- **SOURCE INFORMATION**
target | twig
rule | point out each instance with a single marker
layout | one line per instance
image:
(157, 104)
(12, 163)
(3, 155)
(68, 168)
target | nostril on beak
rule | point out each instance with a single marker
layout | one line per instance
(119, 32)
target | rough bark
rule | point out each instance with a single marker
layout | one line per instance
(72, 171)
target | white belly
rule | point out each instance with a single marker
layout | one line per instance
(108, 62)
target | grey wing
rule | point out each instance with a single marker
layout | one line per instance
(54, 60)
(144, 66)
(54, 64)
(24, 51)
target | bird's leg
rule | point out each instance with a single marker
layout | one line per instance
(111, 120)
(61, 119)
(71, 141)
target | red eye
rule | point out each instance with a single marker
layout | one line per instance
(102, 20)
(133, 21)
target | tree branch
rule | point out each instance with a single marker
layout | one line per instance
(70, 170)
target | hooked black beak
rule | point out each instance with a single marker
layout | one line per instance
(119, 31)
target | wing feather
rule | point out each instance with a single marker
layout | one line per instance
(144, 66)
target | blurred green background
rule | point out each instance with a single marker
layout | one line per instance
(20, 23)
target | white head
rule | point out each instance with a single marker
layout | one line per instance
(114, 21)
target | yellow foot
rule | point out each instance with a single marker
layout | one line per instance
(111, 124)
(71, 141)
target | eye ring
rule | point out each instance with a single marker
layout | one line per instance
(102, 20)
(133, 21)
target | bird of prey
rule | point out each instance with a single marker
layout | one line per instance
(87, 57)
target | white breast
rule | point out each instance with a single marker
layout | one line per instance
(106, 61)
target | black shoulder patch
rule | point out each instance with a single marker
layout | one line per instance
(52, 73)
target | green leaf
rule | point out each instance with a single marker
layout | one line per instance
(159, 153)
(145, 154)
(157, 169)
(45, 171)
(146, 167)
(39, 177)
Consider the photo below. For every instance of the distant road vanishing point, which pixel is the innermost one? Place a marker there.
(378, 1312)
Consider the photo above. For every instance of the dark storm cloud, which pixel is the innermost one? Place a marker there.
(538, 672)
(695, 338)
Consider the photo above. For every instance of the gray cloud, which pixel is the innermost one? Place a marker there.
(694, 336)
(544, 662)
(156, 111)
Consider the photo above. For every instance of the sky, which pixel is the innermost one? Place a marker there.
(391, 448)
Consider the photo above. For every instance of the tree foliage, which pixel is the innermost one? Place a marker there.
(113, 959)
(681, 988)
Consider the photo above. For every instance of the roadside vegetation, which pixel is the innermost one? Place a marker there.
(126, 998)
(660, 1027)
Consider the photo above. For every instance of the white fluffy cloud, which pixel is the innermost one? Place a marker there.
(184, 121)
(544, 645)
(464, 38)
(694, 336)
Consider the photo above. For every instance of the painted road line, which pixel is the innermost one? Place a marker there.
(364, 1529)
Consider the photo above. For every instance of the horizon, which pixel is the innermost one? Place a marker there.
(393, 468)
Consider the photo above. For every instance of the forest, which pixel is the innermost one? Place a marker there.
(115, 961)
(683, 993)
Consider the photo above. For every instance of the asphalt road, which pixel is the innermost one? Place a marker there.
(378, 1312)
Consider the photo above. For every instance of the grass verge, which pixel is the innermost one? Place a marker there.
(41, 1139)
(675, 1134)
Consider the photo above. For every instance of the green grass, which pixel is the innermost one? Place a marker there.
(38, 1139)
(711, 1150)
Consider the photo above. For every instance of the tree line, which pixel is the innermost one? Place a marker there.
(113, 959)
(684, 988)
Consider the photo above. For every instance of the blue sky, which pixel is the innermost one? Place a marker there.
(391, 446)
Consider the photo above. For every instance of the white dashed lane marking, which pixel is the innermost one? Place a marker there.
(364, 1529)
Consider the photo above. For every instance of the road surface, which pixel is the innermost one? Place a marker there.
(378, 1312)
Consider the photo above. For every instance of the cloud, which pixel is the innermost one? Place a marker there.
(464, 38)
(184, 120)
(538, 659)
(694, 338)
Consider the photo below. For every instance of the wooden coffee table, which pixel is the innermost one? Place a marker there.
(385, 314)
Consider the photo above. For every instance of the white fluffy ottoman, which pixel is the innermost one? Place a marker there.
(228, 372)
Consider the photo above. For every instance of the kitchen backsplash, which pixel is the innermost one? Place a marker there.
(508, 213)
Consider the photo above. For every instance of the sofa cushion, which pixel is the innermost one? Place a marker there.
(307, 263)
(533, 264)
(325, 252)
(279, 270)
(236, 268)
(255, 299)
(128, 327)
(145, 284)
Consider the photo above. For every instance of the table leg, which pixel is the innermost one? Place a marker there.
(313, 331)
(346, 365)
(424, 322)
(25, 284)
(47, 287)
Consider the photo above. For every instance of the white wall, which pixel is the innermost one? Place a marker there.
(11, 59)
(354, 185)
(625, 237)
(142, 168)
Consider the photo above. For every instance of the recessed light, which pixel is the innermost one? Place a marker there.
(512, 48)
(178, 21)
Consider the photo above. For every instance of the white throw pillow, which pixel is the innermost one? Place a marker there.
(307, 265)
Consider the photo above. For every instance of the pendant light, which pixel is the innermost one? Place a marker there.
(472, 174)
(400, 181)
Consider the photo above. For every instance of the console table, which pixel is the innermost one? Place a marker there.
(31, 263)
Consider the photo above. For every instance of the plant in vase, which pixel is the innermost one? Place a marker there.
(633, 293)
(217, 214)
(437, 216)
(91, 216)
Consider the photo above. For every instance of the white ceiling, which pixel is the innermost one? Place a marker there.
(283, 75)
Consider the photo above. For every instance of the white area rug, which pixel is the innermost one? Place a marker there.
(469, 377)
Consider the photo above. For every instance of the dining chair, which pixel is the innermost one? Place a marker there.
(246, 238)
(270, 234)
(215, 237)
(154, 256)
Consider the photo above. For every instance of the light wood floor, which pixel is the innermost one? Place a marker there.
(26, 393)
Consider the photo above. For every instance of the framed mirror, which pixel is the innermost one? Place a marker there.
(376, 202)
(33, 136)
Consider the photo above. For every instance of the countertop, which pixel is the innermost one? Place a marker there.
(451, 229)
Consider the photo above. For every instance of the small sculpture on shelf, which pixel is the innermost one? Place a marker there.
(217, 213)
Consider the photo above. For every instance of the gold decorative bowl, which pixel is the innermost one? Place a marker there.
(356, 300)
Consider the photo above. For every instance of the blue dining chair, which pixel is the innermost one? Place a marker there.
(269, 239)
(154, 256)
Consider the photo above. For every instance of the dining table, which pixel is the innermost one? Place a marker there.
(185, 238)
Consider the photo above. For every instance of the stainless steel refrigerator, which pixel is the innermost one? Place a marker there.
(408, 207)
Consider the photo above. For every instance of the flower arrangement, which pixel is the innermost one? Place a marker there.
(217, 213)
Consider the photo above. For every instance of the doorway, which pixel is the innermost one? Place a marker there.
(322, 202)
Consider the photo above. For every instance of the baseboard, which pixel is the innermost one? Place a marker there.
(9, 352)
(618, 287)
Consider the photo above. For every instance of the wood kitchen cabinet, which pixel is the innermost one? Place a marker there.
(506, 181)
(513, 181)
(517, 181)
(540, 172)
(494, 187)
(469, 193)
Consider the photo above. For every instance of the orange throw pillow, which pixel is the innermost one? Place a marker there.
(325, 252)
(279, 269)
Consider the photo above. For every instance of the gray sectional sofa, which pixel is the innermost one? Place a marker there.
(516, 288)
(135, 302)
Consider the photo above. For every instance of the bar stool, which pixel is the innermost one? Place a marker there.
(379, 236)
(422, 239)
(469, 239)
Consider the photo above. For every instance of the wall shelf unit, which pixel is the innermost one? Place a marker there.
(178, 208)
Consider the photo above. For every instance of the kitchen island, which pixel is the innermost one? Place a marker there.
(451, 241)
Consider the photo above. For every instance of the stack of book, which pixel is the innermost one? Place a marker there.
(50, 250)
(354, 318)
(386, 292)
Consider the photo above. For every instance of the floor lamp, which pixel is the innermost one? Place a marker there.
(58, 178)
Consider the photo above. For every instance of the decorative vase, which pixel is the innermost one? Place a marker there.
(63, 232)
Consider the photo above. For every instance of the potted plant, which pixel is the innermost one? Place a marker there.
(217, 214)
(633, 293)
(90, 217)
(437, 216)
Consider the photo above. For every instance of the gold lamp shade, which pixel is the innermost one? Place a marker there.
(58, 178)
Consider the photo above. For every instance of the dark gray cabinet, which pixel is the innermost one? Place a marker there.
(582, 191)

- **TO DO**
Look over the records above and filter for each line with the word "bird".

- **WRITTEN SOLUTION**
target | bird's leg
target | bird of prey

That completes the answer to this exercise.